# EXERCISE REQUIREMENTS:
Repeat the listing verbatim. Drop any pictures.

# RECORDS FOR THIS EXERCISE:
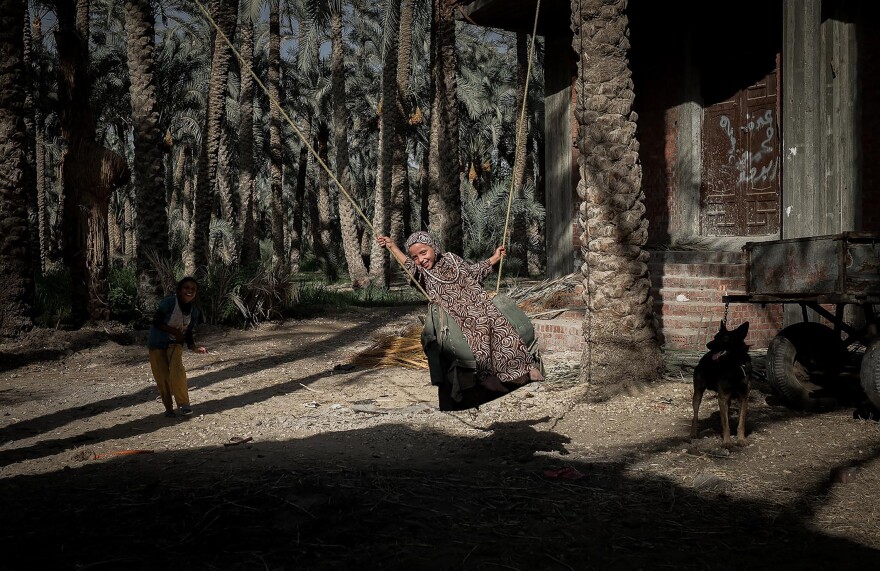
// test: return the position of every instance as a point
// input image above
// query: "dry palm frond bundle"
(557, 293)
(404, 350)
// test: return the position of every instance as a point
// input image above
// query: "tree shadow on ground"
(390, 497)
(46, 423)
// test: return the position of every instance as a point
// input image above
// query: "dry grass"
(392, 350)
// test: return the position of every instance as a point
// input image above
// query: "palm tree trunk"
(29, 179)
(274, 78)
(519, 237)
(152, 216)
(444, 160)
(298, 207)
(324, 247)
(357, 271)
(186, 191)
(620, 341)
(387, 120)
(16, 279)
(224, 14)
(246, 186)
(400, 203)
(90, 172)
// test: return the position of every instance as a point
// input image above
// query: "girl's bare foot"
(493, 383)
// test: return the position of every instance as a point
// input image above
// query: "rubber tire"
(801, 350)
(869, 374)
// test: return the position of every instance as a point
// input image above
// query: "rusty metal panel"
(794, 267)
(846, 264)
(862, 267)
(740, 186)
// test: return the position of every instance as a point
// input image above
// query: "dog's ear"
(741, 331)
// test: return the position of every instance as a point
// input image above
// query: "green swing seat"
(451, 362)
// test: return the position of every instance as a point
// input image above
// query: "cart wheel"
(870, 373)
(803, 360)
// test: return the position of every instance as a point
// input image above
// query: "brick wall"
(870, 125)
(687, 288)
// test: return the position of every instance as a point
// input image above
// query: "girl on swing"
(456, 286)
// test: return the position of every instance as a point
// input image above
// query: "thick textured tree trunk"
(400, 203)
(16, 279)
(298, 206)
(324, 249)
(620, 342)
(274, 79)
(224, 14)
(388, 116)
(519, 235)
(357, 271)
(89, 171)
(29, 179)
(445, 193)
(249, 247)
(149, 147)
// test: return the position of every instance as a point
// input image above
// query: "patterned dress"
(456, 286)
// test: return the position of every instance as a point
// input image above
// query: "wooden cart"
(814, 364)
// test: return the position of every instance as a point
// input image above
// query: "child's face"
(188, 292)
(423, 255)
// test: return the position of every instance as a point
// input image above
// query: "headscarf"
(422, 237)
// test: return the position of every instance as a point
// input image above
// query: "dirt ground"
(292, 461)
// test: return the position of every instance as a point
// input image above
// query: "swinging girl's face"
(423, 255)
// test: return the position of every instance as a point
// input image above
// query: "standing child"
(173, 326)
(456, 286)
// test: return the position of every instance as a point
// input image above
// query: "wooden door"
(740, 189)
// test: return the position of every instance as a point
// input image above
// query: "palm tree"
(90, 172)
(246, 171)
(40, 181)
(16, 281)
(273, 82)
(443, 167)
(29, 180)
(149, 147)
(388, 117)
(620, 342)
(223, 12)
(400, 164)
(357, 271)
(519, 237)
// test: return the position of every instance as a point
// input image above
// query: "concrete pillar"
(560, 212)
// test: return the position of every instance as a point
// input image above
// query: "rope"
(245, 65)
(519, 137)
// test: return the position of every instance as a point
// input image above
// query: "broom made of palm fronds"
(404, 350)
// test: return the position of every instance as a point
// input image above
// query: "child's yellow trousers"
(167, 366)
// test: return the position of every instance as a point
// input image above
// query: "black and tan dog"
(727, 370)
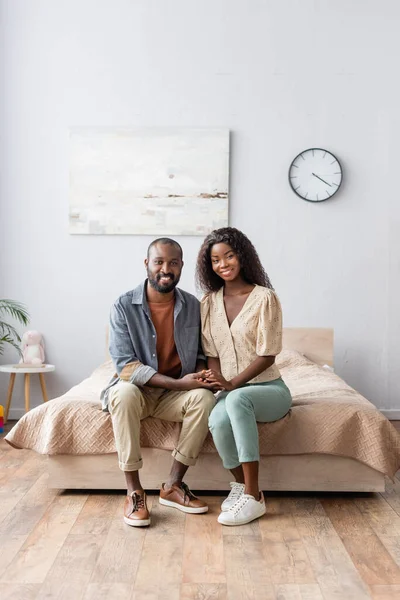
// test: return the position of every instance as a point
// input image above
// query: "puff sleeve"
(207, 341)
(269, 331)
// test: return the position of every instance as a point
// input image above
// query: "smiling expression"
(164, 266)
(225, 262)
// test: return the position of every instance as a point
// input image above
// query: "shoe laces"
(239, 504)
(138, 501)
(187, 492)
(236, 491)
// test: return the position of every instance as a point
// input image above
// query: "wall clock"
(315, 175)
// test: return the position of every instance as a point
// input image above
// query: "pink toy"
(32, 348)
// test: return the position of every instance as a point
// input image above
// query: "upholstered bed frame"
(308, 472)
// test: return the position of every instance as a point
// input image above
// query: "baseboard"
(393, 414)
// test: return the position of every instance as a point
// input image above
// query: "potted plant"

# SOLUTION TO THIS PROBLEM:
// test: return the position of every instance as a point
// input image above
// query: "dry palm frond bundle"
(557, 293)
(404, 350)
// test: return the position of every instance as a point
// input image above
// query: "tree shadow on ground"
(390, 497)
(46, 423)
// test: return the position of every instance as a point
// input image above
// query: "dry grass"
(392, 350)
// test: return the position of every instance as a point
// input image above
// query: "palm tree trunk"
(29, 179)
(274, 78)
(519, 237)
(152, 216)
(444, 160)
(298, 207)
(324, 247)
(357, 271)
(186, 191)
(620, 341)
(387, 120)
(16, 279)
(224, 14)
(246, 186)
(400, 203)
(90, 172)
// test: return the position of every instance as a point
// input image above
// query: "girl's bare foot"
(493, 383)
// test: return the position of every instance as a point
// input image above
// query: "rubber tire"
(801, 350)
(869, 374)
// test: return the position of every instance as a point
// input image above
// query: "rusty metal panel"
(794, 267)
(846, 264)
(862, 267)
(740, 186)
// test: return the position of every instance as a point
// input image above
// query: "dog's ear"
(741, 331)
// test: return the position of every instance as a point
// input image above
// query: "green swing seat"
(451, 362)
// test: return the position of every instance as a point
// input image above
// query: "cart wheel"
(870, 373)
(803, 360)
// test: return the position of every instance as a point
// input image above
// query: "brick wall"
(870, 125)
(687, 288)
// test: return the position of every instance as a point
// input image above
// query: "girl on swing"
(456, 286)
// test: return the position of every instance as a point
// input image above
// query: "thick textured tree trunk"
(400, 203)
(16, 279)
(298, 206)
(324, 249)
(620, 342)
(274, 79)
(224, 14)
(388, 116)
(519, 235)
(357, 271)
(89, 171)
(29, 179)
(445, 193)
(249, 247)
(149, 147)
// test: return the position of every instance as a point
// input image above
// query: "patterned dress"
(456, 286)
// test: return the position of every instance as a point
// input image above
// query: "wooden cart"
(814, 364)
// test: return the position of every instance as a point
// input image above
// query: "child's face"
(188, 292)
(423, 255)
// test: return the position of every instance as a point
// input image above
// query: "headscarf"
(422, 237)
// test: return the position of every instance as a point
// input image above
// query: "dirt ground"
(292, 461)
// test: return the position of every instance as a point
// input image above
// query: "swinging girl's face"
(423, 255)
// test: return the position of every instance as a point
// input image above
// query: "standing child"
(173, 326)
(456, 286)
// test: return the position of every instance as a point
// input image above
// query: "wooden door"
(740, 189)
// test: return the position of every instance as a point
// input image above
// query: "palm tree"
(90, 172)
(246, 171)
(40, 181)
(16, 281)
(273, 82)
(443, 167)
(29, 180)
(149, 147)
(388, 117)
(620, 342)
(223, 12)
(400, 164)
(357, 271)
(519, 237)
// test: return the position of every instance as a point
// input image above
// query: "concrete pillar"
(560, 212)
// test: return the position of every instance as a point
// input image above
// query: "rope"
(245, 65)
(519, 137)
// test: return the position of every instance as a point
// input image above
// query: "broom made of palm fronds"
(404, 350)
// test: return the position of every instance as a point
// input image above
// query: "child's yellow trousers"
(167, 366)
// test: return the position of every instance as a point
// input image above
// query: "black and tan dog"
(727, 370)
// test: return the position of every instance as a point
// input image above
// query: "puff sleeve"
(207, 341)
(269, 331)
// test: return the position of every instance as a point
// input image above
// query: "smiling expression"
(164, 266)
(225, 262)
// test: return the position of every instance as a point
// input image above
// query: "shoe laces"
(239, 504)
(138, 501)
(187, 492)
(236, 491)
// test: return the position of every instance as a point
// input image above
// query: "wall clock"
(315, 175)
// test: return the position of every instance as a point
// input image above
// query: "pink toy"
(32, 348)
// test: return the position of every instance as a point
// input image above
// query: "upholstered bed frame"
(308, 472)
// test: return the position of every instance as a point
// input image above
// query: "baseboard"
(393, 414)
// test: return the position of every instance as a point
// input image above
// query: "potted plant"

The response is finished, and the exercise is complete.